- TASK STATEMENT -
Format each line of the listing below as an item in a numbered list, leaving out blank lines and omitting the pictures.

####################

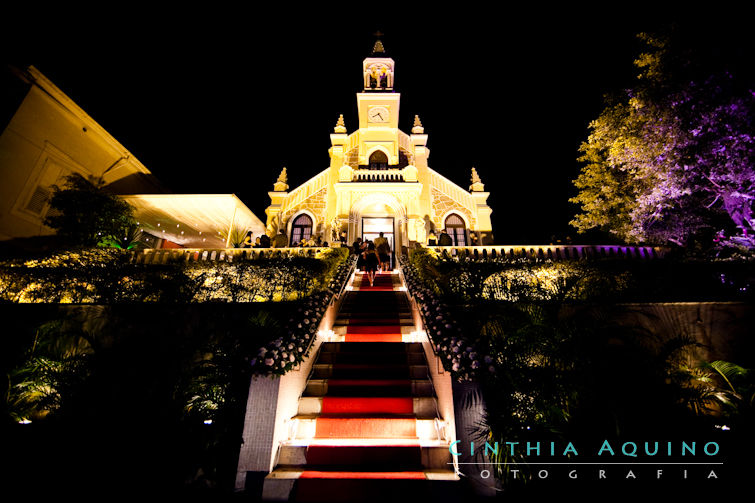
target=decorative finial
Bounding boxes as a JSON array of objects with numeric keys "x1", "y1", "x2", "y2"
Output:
[
  {"x1": 333, "y1": 114, "x2": 346, "y2": 134},
  {"x1": 412, "y1": 115, "x2": 425, "y2": 134},
  {"x1": 469, "y1": 168, "x2": 485, "y2": 192},
  {"x1": 273, "y1": 166, "x2": 288, "y2": 192}
]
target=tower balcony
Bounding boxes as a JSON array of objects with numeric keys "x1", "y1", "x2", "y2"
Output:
[{"x1": 351, "y1": 169, "x2": 404, "y2": 182}]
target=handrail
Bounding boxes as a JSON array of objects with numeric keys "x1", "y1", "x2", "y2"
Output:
[
  {"x1": 331, "y1": 255, "x2": 357, "y2": 303},
  {"x1": 130, "y1": 246, "x2": 329, "y2": 264}
]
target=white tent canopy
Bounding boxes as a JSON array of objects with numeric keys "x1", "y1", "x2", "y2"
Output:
[{"x1": 120, "y1": 194, "x2": 265, "y2": 248}]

####################

- FINAL ANSWER -
1. target=decorative finial
2. Bounding boxes as a JSON array of objects with numeric keys "x1", "y1", "x2", "y2"
3. Output:
4. [
5.   {"x1": 333, "y1": 114, "x2": 346, "y2": 134},
6.   {"x1": 412, "y1": 115, "x2": 425, "y2": 134},
7.   {"x1": 469, "y1": 168, "x2": 485, "y2": 192},
8.   {"x1": 273, "y1": 166, "x2": 288, "y2": 192}
9. ]
10. target=tower balcony
11. Bounding boxes as a JSON array of objects with numeric keys "x1", "y1", "x2", "y2"
12. Output:
13. [{"x1": 351, "y1": 169, "x2": 404, "y2": 182}]
14. target=handrail
15. Bounding boxes as a JSON array of objects with numeric keys "x1", "y1", "x2", "y2"
16. Output:
17. [
18.   {"x1": 331, "y1": 255, "x2": 357, "y2": 303},
19.   {"x1": 130, "y1": 246, "x2": 329, "y2": 264}
20. ]
21. target=white tent canopy
22. Bounding boxes as a JSON array of objects with numeric keys "x1", "y1", "x2", "y2"
23. Output:
24. [{"x1": 120, "y1": 194, "x2": 265, "y2": 248}]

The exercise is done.